• Exercise instructions:
Copy out the data below word for word, leaving out the pictures.

• Dataset rows:
<<<<
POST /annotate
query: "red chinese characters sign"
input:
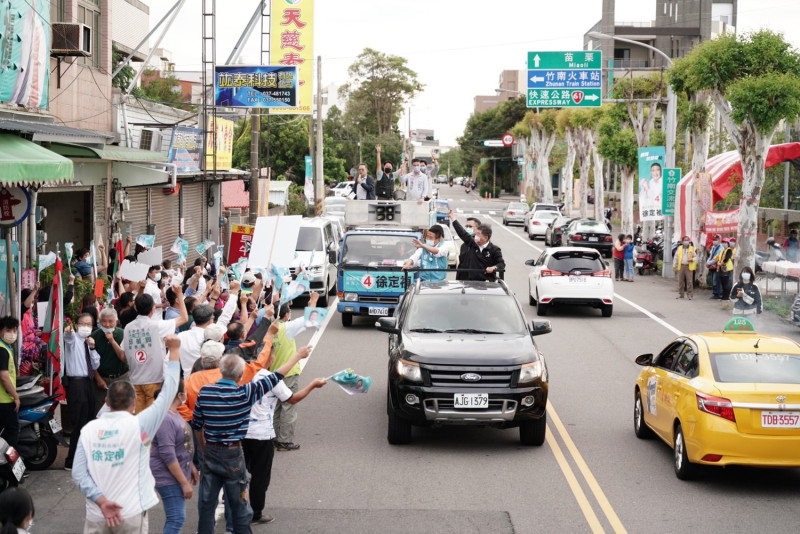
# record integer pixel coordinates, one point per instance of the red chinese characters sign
(292, 43)
(241, 239)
>>>>
• Answer for this exercise:
POST /annotate
query: "red chinese characters sign"
input:
# record integer pixel coordinates, one point per instance of the red chinese characters sign
(292, 43)
(241, 239)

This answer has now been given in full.